TEXTE PRÉSENTÉ:
-------------------------
C’est en grande partie grâce à un interprète allemand, Bruno Hoffmann, qui joue sur une glasharfe (verres posés sur une table) et non sur un glass harmonica et à un maître verrier d’origine allemande installé près de Boston, Gerhard Finkenbeiner, qu’une nouvelle génération d’interprètes, de compositeurs et de facteurs d’instruments a redécouvert, depuis 1982, l’armonica de verre. Depuis, un nouveau répertoire est né et l'instrument est également employé dans la musique de film et la chanson (Björk, Tom Waits, "Amadeus" et "Vol au dessus d'un nid de coucou" de Milos Forman, "la Marche de l'Empereur"...).

Gerhard Finkenbeiner (1930 - 1999) pui son assistant, emploient aujourd’hui le quartz. Le matériau se présente, lorsqu’il arrive sur le tour à chauffe du maître verrier, sous la forme d’un long cylindre. Chauffé, soufflé à haute température (1700°), divisé en sphères coupées en leur milieu afin d’obtenir deux bols, le quartz est immergé dans de l’acide hydrofluorique qui en modifie l’épaisseur. Un accord plus fin est alors obtenu. Au XVIIIè siècle, c’est le cristal, composé à 40% de plomb, que les facteurs utilisaient. Une meule d’émeri permettait d’user ou d’accorder les verres. Diminuer la profondeur permettait de hausser l’intonation. Les couleurs de l’arc-en-ciel coloraient parfois les verres, indiquant les sept degrés diatoniques, tandis que le noir était reservé aux notes altérées. Gerhard Finkenbeiner utilise la transparence et emploie l’or, comme Röllig au XVIIIè siècle, pour colorer le rebord des verres qui correspondent aux touches noires du clavier.
-------------------------
MATÉRIEL:
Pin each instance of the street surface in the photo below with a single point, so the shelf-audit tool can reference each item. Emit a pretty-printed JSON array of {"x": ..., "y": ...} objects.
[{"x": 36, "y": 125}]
-------------------------
À FAIRE:
- a) Réécrivez sous forme de liste le paragraphe du texte sur l'armonica de verre qui commence par « Gerhard Finkenbeiner (1930 - 1999) », en gardant ses faits principaux.
- b) Poursuivez le texte sur l'armonica de verre après sa dernière phrase.

RÉPONSES:
- a)
- Aujourd'hui, Gerhard Finkenbeiner (1930-1999), puis son assistant, emploient le quartz, qui arrive sur le tour à chauffe du maître verrier sous la forme d'un long cylindre.
- Le quartz est chauffé puis soufflé à 1700°. Il est ensuite divisé en sphères coupées en leur milieu pour obtenir deux bols.
- Il est enfin immergé dans de l'acide hydrofluorique, qui modifie son épaisseur et permet un accord plus fin.
- Au XVIIIe siècle, les facteurs utilisaient le cristal, composé à 40 % de plomb. Une meule d'émeri servait à user ou à accorder les verres, et diminuer leur profondeur haussait l'intonation.
- Les couleurs de l'arc-en-ciel coloraient parfois les verres pour indiquer les sept degrés diatoniques, le noir étant réservé aux notes altérées.
- Finkenbeiner utilise la transparence. Comme Röllig au XVIIIe siècle, il emploie l'or pour colorer le rebord des verres correspondant aux touches noires du clavier.

- b)
Le glass harmonica fait partie de la famille des instruments autophones frottés. Le principe de mise en vibration des verres est dit de "relaxation": lorsque le bol est frotté, le doigt accroche et décroche successivement. Ce mouvement produit une série d’impulsions qui le mettent en vibration. Le processus est très complexe et le talent du maître verrier personnalise l’instrument. En effet, de nombreux paramètres entrent en jeu, modifiant le timbre, le mode et la composition harmonique des bols. Ainsi, deux verres donnant à entendre la même note pourront avoir un timbre différent selon leur matériau, leur forme, leur épaisseur, leur dimension ou leurs vices cachés.

Si l’on a coutume de dire que les sons et les bruits sont intimement liés à une époque, il serait certainement intéressant de chercher les causes qui conduisent aujourd'hui à la renaissance de l’armonica de verre et à la passion qu’il semble à nouveau susciter. Peut-être sont-elles simplement liées à cette exigence qui guide actuellement les pas des musicologues et des interprètes dans leur quête d’authenticité.

Quoiqu’il en soit, comme le chante Lucia di Lammermoor: "Un’ armonia celeste, di’, non ascolti ?" ("N’entends-tu pas une harmonie céleste ?").